- _TASK_:
Copy out each line of the material in which the word "exterior" can be found.

━━━━━━

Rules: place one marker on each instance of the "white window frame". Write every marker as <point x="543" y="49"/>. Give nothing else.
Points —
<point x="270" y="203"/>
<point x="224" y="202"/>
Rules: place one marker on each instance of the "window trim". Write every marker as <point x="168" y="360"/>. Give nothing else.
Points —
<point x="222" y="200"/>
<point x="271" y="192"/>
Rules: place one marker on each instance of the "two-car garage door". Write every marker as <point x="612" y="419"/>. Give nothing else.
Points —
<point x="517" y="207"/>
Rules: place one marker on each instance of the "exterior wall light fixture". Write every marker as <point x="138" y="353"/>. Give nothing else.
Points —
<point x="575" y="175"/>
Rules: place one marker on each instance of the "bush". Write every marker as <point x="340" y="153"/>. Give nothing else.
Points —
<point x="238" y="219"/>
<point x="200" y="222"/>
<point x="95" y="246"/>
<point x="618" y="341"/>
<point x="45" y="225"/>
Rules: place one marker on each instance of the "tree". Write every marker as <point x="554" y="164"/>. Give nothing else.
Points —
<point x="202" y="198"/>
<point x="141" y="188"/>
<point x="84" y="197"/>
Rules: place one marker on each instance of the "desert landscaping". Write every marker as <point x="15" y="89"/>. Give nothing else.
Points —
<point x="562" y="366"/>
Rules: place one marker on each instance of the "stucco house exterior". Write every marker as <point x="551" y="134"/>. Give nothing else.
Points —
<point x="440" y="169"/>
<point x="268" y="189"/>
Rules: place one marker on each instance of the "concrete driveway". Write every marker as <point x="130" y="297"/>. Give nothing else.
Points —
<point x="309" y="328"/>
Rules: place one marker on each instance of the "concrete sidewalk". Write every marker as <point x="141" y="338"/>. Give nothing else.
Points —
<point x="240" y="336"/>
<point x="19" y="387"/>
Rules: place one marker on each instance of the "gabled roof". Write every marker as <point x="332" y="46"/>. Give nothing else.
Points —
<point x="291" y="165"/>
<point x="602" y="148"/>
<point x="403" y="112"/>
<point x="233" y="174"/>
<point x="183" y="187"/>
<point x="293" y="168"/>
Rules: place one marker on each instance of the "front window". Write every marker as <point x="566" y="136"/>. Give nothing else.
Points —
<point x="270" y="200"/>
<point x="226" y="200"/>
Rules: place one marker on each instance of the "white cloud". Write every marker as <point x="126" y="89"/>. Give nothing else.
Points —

━━━━━━

- _REPLY TO THE TASK_:
Rules: place one marker on each instance of the "exterior wall light fixture". Write every marker as <point x="138" y="353"/>. Give nothing else.
Rules: place one marker on each instance of the "stucco house exterior". Write every marker as <point x="551" y="134"/>. Give nothing else.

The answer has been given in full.